Written problem: Please write out all of the following lines as a numbered list, omitting any blank lines.

[Coordinate annotation lines]
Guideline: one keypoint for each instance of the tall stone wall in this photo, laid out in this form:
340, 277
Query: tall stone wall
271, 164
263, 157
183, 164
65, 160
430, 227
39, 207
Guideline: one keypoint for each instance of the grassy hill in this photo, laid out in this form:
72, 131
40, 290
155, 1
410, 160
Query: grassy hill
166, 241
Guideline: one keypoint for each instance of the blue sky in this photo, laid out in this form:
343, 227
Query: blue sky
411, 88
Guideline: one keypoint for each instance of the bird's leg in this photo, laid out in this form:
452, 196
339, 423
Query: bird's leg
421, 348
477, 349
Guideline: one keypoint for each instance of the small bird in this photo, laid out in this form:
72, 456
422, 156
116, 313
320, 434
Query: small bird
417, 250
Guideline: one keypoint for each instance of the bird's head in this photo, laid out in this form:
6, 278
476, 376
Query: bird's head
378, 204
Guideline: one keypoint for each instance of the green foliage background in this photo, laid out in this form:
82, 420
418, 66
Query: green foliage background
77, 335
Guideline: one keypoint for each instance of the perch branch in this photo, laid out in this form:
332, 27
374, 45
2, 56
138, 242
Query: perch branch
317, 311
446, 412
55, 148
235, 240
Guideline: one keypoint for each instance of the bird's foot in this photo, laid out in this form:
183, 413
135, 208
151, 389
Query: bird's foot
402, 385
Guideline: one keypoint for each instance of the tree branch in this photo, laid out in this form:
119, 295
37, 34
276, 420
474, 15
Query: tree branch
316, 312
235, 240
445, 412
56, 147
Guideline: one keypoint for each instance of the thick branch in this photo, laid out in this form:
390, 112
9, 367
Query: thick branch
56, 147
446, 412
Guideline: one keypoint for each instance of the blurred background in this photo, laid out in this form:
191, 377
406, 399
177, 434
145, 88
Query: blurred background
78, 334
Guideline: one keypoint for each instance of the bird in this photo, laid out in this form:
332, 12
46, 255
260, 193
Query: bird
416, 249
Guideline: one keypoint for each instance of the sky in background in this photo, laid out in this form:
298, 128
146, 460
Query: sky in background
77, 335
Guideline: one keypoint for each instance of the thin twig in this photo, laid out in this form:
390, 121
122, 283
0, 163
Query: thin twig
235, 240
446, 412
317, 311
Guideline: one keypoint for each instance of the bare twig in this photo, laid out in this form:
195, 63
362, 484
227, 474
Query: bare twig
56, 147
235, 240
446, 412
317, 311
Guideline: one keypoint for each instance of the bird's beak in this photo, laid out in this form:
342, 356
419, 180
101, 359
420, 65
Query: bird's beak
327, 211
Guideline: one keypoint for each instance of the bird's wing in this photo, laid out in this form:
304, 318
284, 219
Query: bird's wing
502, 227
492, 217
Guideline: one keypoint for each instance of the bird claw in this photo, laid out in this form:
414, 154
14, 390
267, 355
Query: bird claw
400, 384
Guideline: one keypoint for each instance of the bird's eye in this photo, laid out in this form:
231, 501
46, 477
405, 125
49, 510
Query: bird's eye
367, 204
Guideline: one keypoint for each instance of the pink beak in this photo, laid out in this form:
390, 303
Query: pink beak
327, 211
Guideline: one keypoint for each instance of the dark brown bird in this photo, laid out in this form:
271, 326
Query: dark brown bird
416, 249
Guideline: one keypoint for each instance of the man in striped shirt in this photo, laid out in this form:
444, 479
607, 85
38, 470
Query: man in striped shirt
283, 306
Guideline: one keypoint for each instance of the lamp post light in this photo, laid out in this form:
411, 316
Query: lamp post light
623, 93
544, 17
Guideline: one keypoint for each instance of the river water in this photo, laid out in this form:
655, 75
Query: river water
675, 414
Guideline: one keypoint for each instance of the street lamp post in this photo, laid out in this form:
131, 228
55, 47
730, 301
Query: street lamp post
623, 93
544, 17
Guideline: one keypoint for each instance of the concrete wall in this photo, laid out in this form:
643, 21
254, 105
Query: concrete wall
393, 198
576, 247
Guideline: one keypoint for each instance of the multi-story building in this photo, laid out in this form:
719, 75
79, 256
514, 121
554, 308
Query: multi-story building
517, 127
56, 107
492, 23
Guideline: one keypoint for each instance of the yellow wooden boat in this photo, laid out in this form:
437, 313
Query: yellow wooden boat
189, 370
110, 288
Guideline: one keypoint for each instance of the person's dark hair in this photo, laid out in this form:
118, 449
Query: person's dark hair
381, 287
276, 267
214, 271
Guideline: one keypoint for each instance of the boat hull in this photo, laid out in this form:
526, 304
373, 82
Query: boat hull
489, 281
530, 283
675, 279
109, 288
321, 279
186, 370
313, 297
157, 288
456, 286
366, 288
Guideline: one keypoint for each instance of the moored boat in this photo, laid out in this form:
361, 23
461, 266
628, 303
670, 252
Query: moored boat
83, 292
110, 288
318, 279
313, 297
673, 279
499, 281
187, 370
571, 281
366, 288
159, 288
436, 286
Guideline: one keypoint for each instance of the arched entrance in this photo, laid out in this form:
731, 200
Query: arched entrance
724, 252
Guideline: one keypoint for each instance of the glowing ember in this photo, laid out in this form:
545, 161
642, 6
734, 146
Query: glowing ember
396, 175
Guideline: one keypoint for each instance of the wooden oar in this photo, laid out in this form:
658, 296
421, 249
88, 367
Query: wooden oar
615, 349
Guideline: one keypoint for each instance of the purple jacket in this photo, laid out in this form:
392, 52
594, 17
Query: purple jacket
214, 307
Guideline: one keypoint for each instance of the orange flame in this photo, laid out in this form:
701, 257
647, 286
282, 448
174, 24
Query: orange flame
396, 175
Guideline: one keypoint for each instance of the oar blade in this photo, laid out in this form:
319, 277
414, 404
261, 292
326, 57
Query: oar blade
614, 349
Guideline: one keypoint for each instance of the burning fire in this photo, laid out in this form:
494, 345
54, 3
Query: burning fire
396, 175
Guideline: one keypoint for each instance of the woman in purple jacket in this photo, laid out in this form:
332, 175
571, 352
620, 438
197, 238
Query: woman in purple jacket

Task answer:
1. Guideline: one keypoint for each instance of the tall stone wall in this photo, laid out in this form:
2. 340, 277
3. Query: tall stone wall
4. 271, 164
5. 263, 157
6. 183, 164
7. 65, 160
8. 430, 227
9. 39, 207
10. Guideline: one keypoint for each instance of the grassy hill in this photo, laid out in this form:
11. 72, 131
12. 40, 290
13. 155, 1
14. 410, 160
15. Query: grassy hill
16. 166, 241
17. Guideline: one keypoint for each instance of the blue sky in this photo, laid out in this form:
18. 343, 227
19. Query: blue sky
20. 411, 88
21. Guideline: one keypoint for each instance of the bird's leg in this photo, laid out in this form:
22. 452, 196
23. 339, 423
24. Query: bird's leg
25. 421, 348
26. 477, 349
27. Guideline: one keypoint for each instance of the small bird in this photo, laid out in this form:
28. 72, 456
29. 422, 156
30. 116, 313
31. 320, 434
32. Query: small bird
33. 417, 250
34. Guideline: one keypoint for each instance of the bird's head in this photo, laid out in this form:
35. 6, 278
36. 476, 376
37. Query: bird's head
38. 378, 204
39. Guideline: one keypoint for each instance of the green foliage background in this photo, laid out in this form:
40. 82, 420
41. 418, 66
42. Query: green foliage background
43. 77, 335
44. Guideline: one keypoint for each instance of the perch branch in this photo, laid out in this form:
45. 332, 27
46. 374, 45
47. 2, 56
48. 138, 242
49. Query: perch branch
50. 317, 311
51. 446, 412
52. 55, 148
53. 235, 240
54. Guideline: one keypoint for each instance of the bird's foot in this photo, laid out in this form:
55. 183, 413
56. 135, 208
57. 151, 389
58. Query: bird's foot
59. 402, 385
60. Guideline: one keypoint for each instance of the tree branch in this photo, laid out in this form:
61. 119, 295
62. 37, 34
63. 276, 420
64. 474, 15
65. Query: tree branch
66. 316, 312
67. 235, 240
68. 445, 412
69. 56, 147
70. Guideline: one keypoint for each instance of the thick branch in this photo, laid out in this form:
71. 390, 112
72. 9, 367
73. Query: thick branch
74. 56, 147
75. 446, 412
76. Guideline: one keypoint for each instance of the blurred background in this photo, laid out in this form:
77. 191, 377
78. 406, 399
79. 177, 434
80. 145, 88
81. Query: blurred background
82. 78, 334
83. Guideline: one keypoint for each instance of the bird in this photo, laid out in this form:
84. 332, 12
85. 46, 255
86. 260, 193
87. Query: bird
88. 416, 249
89. Guideline: one keypoint for each instance of the sky in background in this photo, laid out in this form:
90. 298, 128
91. 146, 460
92. Query: sky in background
93. 77, 335
94. Guideline: one keypoint for each instance of the thin twig in this photo, laid out in this form:
95. 390, 121
96. 122, 283
97. 0, 163
98. Query: thin twig
99. 235, 240
100. 446, 412
101. 317, 311
102. Guideline: one keypoint for each instance of the bare twig in this photo, laid out in this form:
103. 195, 63
104. 362, 484
105. 227, 474
106. Query: bare twig
107. 56, 147
108. 235, 240
109. 446, 412
110. 317, 311
111. Guideline: one keypoint for each instance of the bird's beak in this photo, laid out in this form:
112. 342, 356
113. 419, 180
114. 101, 359
115. 420, 65
116. Query: bird's beak
117. 327, 211
118. Guideline: one keypoint for each instance of the bird's wing in this photo, laid out in this form:
119. 304, 318
120. 284, 219
121. Query: bird's wing
122. 502, 227
123. 492, 217
124. Guideline: one keypoint for each instance of the bird claw in this photo, laid out in this form:
125. 414, 154
126. 14, 390
127. 267, 355
128. Query: bird claw
129. 400, 384
130. Guideline: one keypoint for each instance of the bird's eye in this photo, laid out in this form:
131. 231, 501
132. 46, 477
133. 405, 125
134. 49, 510
135. Query: bird's eye
136. 367, 204
137. Guideline: one keypoint for each instance of the pink beak in this photo, laid out in this form:
138. 390, 303
139. Query: pink beak
140. 327, 211
141. Guideline: one keypoint for each instance of the dark brown bird in this photo, laid out in this form:
142. 271, 326
143. Query: dark brown bird
144. 416, 249
145. Guideline: one keypoint for each instance of the man in striped shirt in this photo, laid out in this form:
146. 444, 479
147. 607, 85
148. 38, 470
149. Query: man in striped shirt
150. 283, 306
151. Guideline: one keypoint for each instance of the lamp post light in this photo, laid out in this form:
152. 411, 316
153. Query: lamp post light
154. 623, 93
155. 544, 17
156. Guideline: one keypoint for each instance of the river water in this photo, laid out in this form:
157. 655, 75
158. Query: river water
159. 675, 414
160. Guideline: one keypoint for each instance of the street lamp post in this photo, laid out in this form:
161. 131, 228
162. 55, 47
163. 730, 301
164. Query: street lamp post
165. 623, 93
166. 544, 17
167. Guideline: one keypoint for each instance of the concrete wall in this photo, laid out in this form:
168. 643, 21
169. 254, 105
170. Query: concrete wall
171. 393, 198
172. 576, 247
173. Guideline: one keypoint for each instance of the multi-story building in this photo, laid out in this form:
174. 719, 75
175. 79, 256
176. 514, 121
177. 554, 308
178. Query: multi-story building
179. 517, 127
180. 56, 107
181. 492, 23
182. Guideline: one keypoint for each instance of the yellow wooden boat in this photo, laid out in this form:
183. 437, 313
184. Query: yellow wooden boat
185. 189, 370
186. 110, 288
187. Guideline: one keypoint for each instance of the person's dark hair in this photo, laid out in this form:
188. 118, 449
189. Query: person's dark hair
190. 381, 287
191. 276, 267
192. 214, 271
193. Guideline: one keypoint for each instance of the boat hull in this photo, laid out in this form:
194. 526, 304
195. 373, 82
196. Query: boat hull
197. 489, 281
198. 530, 283
199. 675, 279
200. 109, 288
201. 321, 279
202. 186, 370
203. 313, 297
204. 157, 288
205. 456, 286
206. 366, 288
207. Guideline: one keypoint for each instance of the moored boat in this photo, laid out in this form:
208. 361, 23
209. 461, 266
210. 628, 303
211. 670, 252
212. Query: moored boat
213. 83, 292
214. 110, 288
215. 318, 279
216. 313, 297
217. 673, 279
218. 499, 281
219. 187, 370
220. 571, 281
221. 366, 288
222. 159, 288
223. 436, 286
224. Guideline: one keypoint for each instance of the arched entrance in this photo, laid out in this form:
225. 731, 200
226. Query: arched entrance
227. 724, 252
228. Guideline: one keypoint for each instance of the glowing ember in this photo, laid out in this form:
229. 545, 161
230. 642, 6
231. 734, 146
232. Query: glowing ember
233. 396, 175
234. Guideline: one keypoint for each instance of the wooden oar in this photo, laid out in this form:
235. 658, 296
236. 421, 249
237. 88, 367
238. Query: wooden oar
239. 615, 349
240. Guideline: one keypoint for each instance of the purple jacket in this photo, laid out in this form:
241. 392, 52
242. 594, 17
243. Query: purple jacket
244. 214, 307
245. Guideline: one keypoint for each instance of the orange flame in this photo, laid out in this form:
246. 701, 257
247. 647, 286
248. 282, 448
249. 174, 24
250. Query: orange flame
251. 396, 175
252. Guideline: one keypoint for each instance of the oar blade in this photo, laid out in this form:
253. 319, 277
254. 414, 404
255. 261, 292
256. 326, 57
257. Query: oar blade
258. 614, 349
259. Guideline: one keypoint for each instance of the burning fire in this photo, laid out in this form:
260. 494, 345
261. 54, 3
262. Query: burning fire
263. 396, 175
264. Guideline: one keypoint for each instance of the woman in purple jacket in this photo, laid out in this form:
265. 332, 175
266. 571, 352
267. 620, 438
268. 197, 238
269. Query: woman in purple jacket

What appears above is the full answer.